Exercise description - The first line of the entries is where the copy starts and the line with "target | water bottle" is where it ends; set down each line exactly, both ends included, and drop pictures.

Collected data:
Start of Block
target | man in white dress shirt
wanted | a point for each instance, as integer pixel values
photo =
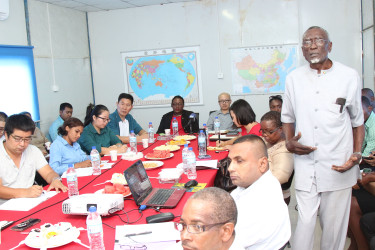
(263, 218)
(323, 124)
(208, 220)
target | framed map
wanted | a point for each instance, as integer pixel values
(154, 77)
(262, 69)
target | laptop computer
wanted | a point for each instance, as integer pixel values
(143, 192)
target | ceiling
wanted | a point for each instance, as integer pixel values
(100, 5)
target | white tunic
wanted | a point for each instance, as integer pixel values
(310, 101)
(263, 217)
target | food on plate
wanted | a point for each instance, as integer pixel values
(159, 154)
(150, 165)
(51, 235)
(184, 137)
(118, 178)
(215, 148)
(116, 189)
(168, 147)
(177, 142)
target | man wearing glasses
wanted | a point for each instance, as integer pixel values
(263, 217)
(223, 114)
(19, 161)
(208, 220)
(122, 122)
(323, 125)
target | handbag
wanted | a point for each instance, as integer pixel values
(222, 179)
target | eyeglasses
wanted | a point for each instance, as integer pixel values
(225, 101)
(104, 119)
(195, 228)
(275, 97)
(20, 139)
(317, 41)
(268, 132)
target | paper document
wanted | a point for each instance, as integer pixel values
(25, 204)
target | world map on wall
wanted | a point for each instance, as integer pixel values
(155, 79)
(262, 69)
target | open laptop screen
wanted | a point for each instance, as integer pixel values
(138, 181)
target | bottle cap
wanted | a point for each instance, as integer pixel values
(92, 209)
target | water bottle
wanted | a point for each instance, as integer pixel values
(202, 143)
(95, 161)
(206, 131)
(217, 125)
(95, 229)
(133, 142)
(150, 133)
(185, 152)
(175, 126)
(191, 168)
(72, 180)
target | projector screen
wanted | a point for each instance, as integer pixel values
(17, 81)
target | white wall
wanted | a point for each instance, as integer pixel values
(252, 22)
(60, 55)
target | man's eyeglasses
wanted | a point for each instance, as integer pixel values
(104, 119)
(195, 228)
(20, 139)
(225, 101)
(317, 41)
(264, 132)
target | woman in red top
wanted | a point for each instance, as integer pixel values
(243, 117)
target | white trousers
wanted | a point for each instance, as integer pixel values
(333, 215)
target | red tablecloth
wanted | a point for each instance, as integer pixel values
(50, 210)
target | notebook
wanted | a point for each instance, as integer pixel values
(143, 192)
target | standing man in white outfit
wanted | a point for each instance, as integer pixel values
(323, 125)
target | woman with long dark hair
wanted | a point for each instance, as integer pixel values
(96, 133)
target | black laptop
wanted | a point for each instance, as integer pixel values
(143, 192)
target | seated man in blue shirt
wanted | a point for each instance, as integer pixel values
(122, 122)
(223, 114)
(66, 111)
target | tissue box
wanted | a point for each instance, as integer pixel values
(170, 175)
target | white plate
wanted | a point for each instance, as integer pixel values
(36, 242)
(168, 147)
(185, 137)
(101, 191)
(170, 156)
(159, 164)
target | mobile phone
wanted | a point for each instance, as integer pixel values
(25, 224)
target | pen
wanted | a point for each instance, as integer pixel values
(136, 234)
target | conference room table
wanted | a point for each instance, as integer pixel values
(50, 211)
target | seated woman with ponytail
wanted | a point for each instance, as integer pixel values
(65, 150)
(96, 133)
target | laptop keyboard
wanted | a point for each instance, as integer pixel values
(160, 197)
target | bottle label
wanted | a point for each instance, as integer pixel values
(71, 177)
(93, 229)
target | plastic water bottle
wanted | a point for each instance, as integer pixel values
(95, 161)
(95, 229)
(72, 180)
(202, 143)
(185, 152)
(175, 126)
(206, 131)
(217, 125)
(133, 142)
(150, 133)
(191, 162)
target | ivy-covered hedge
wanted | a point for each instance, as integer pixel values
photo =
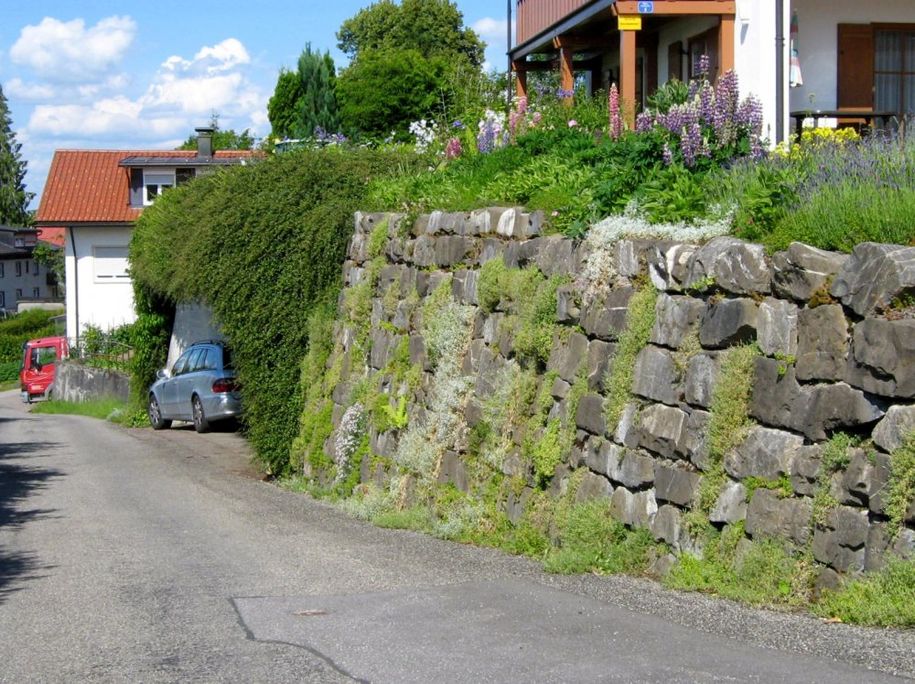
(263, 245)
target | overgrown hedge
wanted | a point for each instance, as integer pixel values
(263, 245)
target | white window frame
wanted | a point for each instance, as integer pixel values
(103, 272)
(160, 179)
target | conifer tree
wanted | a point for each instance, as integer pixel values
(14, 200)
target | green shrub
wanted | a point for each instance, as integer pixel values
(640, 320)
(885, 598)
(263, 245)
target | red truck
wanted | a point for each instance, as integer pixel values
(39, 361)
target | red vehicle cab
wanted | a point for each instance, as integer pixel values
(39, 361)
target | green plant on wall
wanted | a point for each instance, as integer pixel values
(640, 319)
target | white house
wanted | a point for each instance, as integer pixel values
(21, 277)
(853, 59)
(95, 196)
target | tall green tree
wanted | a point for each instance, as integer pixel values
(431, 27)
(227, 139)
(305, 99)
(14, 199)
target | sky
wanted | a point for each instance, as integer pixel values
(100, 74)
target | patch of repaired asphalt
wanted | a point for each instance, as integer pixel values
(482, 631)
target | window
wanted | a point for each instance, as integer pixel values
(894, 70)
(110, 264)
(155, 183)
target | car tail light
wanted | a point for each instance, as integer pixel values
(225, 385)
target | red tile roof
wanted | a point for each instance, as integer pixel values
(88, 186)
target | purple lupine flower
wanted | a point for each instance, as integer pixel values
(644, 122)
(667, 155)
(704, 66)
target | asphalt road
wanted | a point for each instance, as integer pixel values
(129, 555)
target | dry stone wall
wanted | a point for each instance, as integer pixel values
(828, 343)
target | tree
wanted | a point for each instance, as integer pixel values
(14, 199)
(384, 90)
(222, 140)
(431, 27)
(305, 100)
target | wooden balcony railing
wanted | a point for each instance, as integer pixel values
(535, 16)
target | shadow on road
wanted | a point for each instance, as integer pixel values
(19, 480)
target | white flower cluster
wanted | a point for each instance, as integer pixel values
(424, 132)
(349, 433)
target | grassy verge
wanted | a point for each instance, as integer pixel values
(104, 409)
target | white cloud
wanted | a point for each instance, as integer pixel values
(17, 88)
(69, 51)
End of Block
Exercise response -
target | man in white dress shirt
wanted | a point for each instance, as integer pixel values
photo =
(263, 218)
(323, 124)
(208, 220)
target | framed map
wanted | a point for each instance, as integer pixel values
(154, 77)
(262, 69)
target | laptop computer
wanted | a point for each instance, as integer pixel values
(143, 192)
target | ceiling
wanted | a point for each instance, as integer pixel values
(100, 5)
target | white tunic
wanted | a point for each instance, as integer pixel values
(310, 101)
(263, 217)
target | food on plate
wanted | a point for each instance, as integer pixel values
(159, 154)
(150, 165)
(51, 235)
(184, 137)
(118, 178)
(215, 148)
(116, 189)
(168, 147)
(177, 142)
target | man wearing glasses
wanted | a point for each instance, as integer pixel values
(263, 217)
(223, 114)
(19, 161)
(208, 220)
(122, 122)
(323, 125)
target | handbag
wanted | a point for each instance, as integer pixel values
(222, 179)
target | eyeglasses
wanted | a point for each instance, as integer pixel values
(225, 101)
(104, 119)
(195, 228)
(275, 97)
(20, 139)
(317, 41)
(268, 132)
target | paper document
wanted | a point for each instance, as integer pixel values
(25, 204)
target | world map on wall
wanted | a point for each instance, as integer pixel values
(155, 79)
(262, 69)
target | open laptop screen
wanted | a point for each instance, as integer pixel values
(138, 181)
target | bottle cap
wanted | a point for each instance, as integer pixel values
(92, 209)
target | water bottle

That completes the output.